§ What the task asks: Pull out every line of text from the records below, word for word and in order. Leave the pictures out of your answer.

§ Records with pointing at named objects:
* BEGIN *
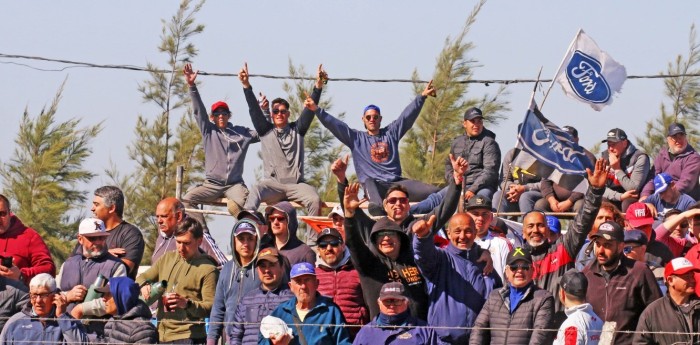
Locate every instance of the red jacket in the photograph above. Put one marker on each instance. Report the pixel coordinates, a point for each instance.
(342, 284)
(29, 252)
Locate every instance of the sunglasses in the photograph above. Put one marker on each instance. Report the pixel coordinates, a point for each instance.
(278, 111)
(333, 243)
(394, 200)
(277, 218)
(515, 267)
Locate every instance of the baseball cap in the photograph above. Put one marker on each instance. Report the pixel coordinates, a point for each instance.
(336, 210)
(554, 224)
(574, 283)
(661, 182)
(610, 231)
(636, 236)
(92, 227)
(518, 254)
(244, 226)
(639, 214)
(329, 232)
(472, 113)
(674, 129)
(219, 104)
(479, 201)
(392, 290)
(302, 268)
(615, 135)
(268, 254)
(679, 266)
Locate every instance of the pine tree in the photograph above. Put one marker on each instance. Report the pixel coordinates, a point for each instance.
(427, 145)
(683, 93)
(42, 177)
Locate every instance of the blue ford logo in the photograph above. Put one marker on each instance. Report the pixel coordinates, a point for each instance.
(584, 75)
* END *
§ Solution:
Locate every instance of the red jacket in the photograph above. Put one marker on each instance. Report the pixel coordinates, a point for each instance.
(342, 284)
(29, 252)
Locate every instance of the sunglasses in the photograph above. Put one marker on each instance. Report the pixel coordinates, a point for each instance.
(278, 111)
(333, 243)
(394, 200)
(277, 218)
(515, 267)
Locate every instance of the baseball cap in the photograph above. Put one marker on each instance. Report the pixel coordinates, a point for each instance.
(336, 210)
(554, 224)
(574, 283)
(661, 182)
(610, 231)
(636, 236)
(92, 227)
(518, 254)
(244, 226)
(639, 214)
(329, 232)
(472, 113)
(674, 129)
(219, 104)
(479, 201)
(392, 290)
(302, 268)
(615, 135)
(268, 254)
(679, 266)
Locate every instance of the pine tree in the photograph above. Put one marker on each instance. Report the pixel coordinates, a point for each instance.
(427, 145)
(683, 93)
(42, 177)
Locate every instance of the blue ford logo in the photograph above. Put one marker on each instance. Report the pixel coordinates, a point for each instance.
(584, 75)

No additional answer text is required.